** BEGIN RECORDS SUPPLIED **

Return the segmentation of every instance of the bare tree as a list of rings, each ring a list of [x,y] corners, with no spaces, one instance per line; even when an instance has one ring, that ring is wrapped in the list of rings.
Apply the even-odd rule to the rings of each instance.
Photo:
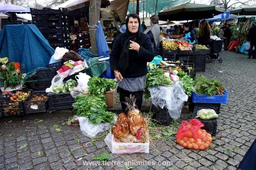
[[[100,7],[101,0],[90,0],[89,7],[89,25],[90,37],[91,38],[91,46],[92,53],[94,54],[98,53],[96,43],[96,31],[98,21],[100,20]]]
[[[250,2],[254,1],[255,0],[212,0],[210,4],[223,8],[225,11],[227,11],[228,9],[233,9],[235,7],[240,8],[242,6],[248,6]]]

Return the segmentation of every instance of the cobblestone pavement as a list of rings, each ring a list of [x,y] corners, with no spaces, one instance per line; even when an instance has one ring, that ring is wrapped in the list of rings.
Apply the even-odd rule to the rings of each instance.
[[[137,169],[235,169],[256,136],[256,59],[224,51],[221,57],[222,63],[216,61],[208,64],[203,73],[217,78],[229,91],[229,102],[221,106],[218,134],[210,149],[184,149],[173,142],[174,137],[172,141],[155,141],[156,149],[150,147],[149,154],[111,154],[111,161],[173,163],[171,166],[163,163],[132,167]],[[189,114],[182,116],[179,121],[191,117]],[[110,152],[105,143],[91,141],[79,127],[62,126],[68,117],[67,114],[56,117],[54,113],[45,113],[40,118],[42,123],[36,123],[36,117],[25,116],[22,120],[12,122],[0,119],[0,169],[129,169],[118,165],[83,166],[83,161]],[[62,131],[56,131],[54,124],[58,124]]]

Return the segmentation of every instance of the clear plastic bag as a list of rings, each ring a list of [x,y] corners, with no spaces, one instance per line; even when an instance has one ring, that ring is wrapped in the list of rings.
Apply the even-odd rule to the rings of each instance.
[[[185,93],[180,82],[171,86],[157,86],[149,88],[152,104],[161,108],[166,107],[171,118],[177,119],[180,117],[184,102],[188,96]]]
[[[83,91],[87,91],[89,88],[87,83],[91,77],[86,73],[79,73],[79,74],[76,76],[75,78],[77,83],[78,83],[77,87],[82,89]]]
[[[217,118],[218,114],[216,113],[214,109],[202,109],[198,111],[197,117],[203,120],[208,120]]]
[[[46,93],[61,93],[64,88],[64,83],[63,82],[64,78],[64,76],[62,74],[58,74],[55,76],[52,80],[51,87],[46,89]]]

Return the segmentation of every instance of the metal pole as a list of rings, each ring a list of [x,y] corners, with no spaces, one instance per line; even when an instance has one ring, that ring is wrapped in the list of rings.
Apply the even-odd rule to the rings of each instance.
[[[143,18],[142,18],[142,21],[144,22],[144,2],[145,0],[143,0]]]
[[[158,2],[158,0],[156,0],[156,9],[155,10],[155,14],[156,14],[156,8],[157,7],[157,2]]]

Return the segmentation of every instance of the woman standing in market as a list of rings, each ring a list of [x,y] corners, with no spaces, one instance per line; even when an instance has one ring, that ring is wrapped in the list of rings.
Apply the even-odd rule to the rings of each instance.
[[[189,38],[188,39],[190,40],[191,43],[193,43],[194,41],[195,41],[195,43],[194,44],[197,44],[198,42],[196,39],[195,29],[194,29],[192,27],[191,27],[189,23],[185,23],[183,24],[183,29],[184,30],[184,36],[186,34],[190,32],[191,38]]]
[[[200,35],[198,38],[198,43],[208,46],[210,45],[211,36],[211,27],[205,19],[203,19],[200,23]]]
[[[141,108],[143,91],[147,71],[147,62],[154,58],[154,51],[149,36],[140,32],[139,16],[130,14],[125,20],[126,31],[115,39],[110,54],[111,71],[119,81],[120,99],[124,112],[126,111],[125,97],[136,98],[136,104]]]

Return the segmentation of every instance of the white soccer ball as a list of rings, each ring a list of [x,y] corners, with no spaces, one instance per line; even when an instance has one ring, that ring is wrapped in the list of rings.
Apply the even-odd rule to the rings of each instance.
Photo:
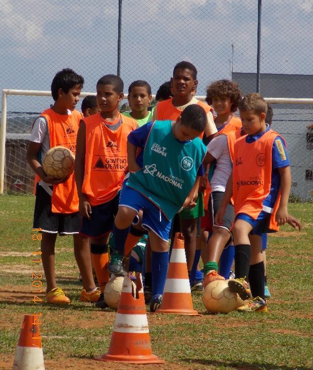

** END RECORDS SUPPLIED **

-- AIM OF THE EXERCISE --
Rewrite all of the data above, swapping "even-odd rule" for "nonzero winding rule" everywhere and changing nothing else. Leave the pictures out of your answer.

-- FINAL RESULT --
Return the segmentation of every instance of the bare tree as a list of rings, each ring a list of [x,y] corners, with no spaces, one instance per line; even when an instance has one ring, that ring is wrapped in the list of rings.
Apply the nonzero winding rule to the rings of each instance.
Photo:
[[[100,7],[101,0],[90,0],[89,7],[89,25],[90,37],[91,38],[91,46],[92,53],[94,54],[98,53],[96,43],[96,31],[98,21],[100,20]]]
[[[250,2],[254,1],[255,0],[212,0],[210,4],[223,8],[225,11],[227,11],[228,9],[233,9],[235,7],[240,8],[242,6],[248,6]]]

Return the segmentation of every instance of the cobblestone pavement as a list of rings, each ring a list of [x,y] corners, with no spaces, one instance per line; even when an instance has one ring, that ring is wrapped in the list of rings.
Apply the nonzero winding rule to the rings of each instance.
[[[137,169],[235,169],[256,136],[256,59],[224,51],[221,57],[222,63],[216,61],[208,64],[203,73],[217,78],[229,91],[229,102],[221,106],[218,134],[210,149],[184,149],[173,142],[174,137],[172,141],[155,141],[156,149],[150,147],[149,154],[111,154],[111,161],[173,163],[171,166],[163,163],[132,167]],[[189,114],[182,116],[179,121],[191,117]],[[110,152],[105,143],[91,141],[79,127],[62,126],[68,117],[67,114],[56,117],[54,113],[45,113],[40,118],[42,123],[36,123],[36,117],[25,116],[22,120],[12,122],[0,119],[0,169],[129,169],[118,165],[83,166],[83,161]],[[62,131],[56,131],[54,124],[58,124]]]

Return the segmentation of every instance of the clear plastic bag as a list of rings, each ring a list of [x,y] corners, with no spaces, one instance per line; even when an instance has one ring, that ring is wrapped in the list of rings.
Apply the nonzero winding rule to the rings of each instance.
[[[185,93],[180,82],[171,86],[157,86],[149,88],[152,104],[161,108],[166,107],[171,118],[177,119],[180,117],[184,102],[188,96]]]
[[[83,91],[87,91],[89,88],[87,83],[91,77],[86,73],[79,73],[79,74],[76,76],[75,78],[77,83],[78,83],[77,87],[82,89]]]
[[[217,118],[218,114],[216,113],[214,109],[202,109],[198,111],[197,117],[203,120],[208,120]]]
[[[46,93],[61,93],[64,88],[64,83],[63,82],[64,78],[64,76],[62,74],[58,74],[55,76],[52,80],[51,87],[46,89]]]

Return the segmentation of every instance of the metal pole as a list of rings, each ring a list of [x,y] corners, with no spaces, one instance per line; even when an instance has one ring, that ring is wrapped in the list of rings.
Apply the nonzero winding rule to the rings of each instance.
[[[143,18],[142,18],[142,21],[144,22],[144,2],[145,0],[143,0]]]
[[[158,2],[158,0],[156,0],[156,9],[155,10],[155,14],[156,14],[156,8],[157,7],[157,2]]]

Return the segmentation of every instance of the woman standing in market as a list of rings, each ring a list of [x,y] corners, with no spaces, one instance per line; even when an instance has one ring, that ring is wrapped in the list of rings.
Apply the nonzero winding rule to the rings of each instance.
[[[189,38],[188,39],[190,40],[191,43],[193,43],[194,41],[195,41],[195,43],[194,44],[197,44],[198,42],[196,39],[195,29],[194,29],[192,27],[191,27],[189,23],[185,23],[183,24],[183,29],[184,30],[184,36],[186,34],[190,32],[191,38]]]
[[[200,35],[198,38],[198,43],[208,46],[210,45],[211,36],[211,27],[205,19],[203,19],[200,23]]]
[[[141,108],[143,91],[147,71],[147,62],[154,58],[154,51],[149,36],[140,32],[139,16],[130,14],[125,20],[126,31],[115,39],[110,54],[111,71],[119,81],[120,99],[124,112],[126,111],[125,97],[136,98],[136,104]]]

Return the segmentation of every instance of the white soccer ball as a list of rings, each ring a list of [x,y] corners, with no spaces, one instance per line; even when an instance has one ring, that ring is wrapped in the list of rings.
Apply the nonzero winding rule to the rings of each instance.
Photo:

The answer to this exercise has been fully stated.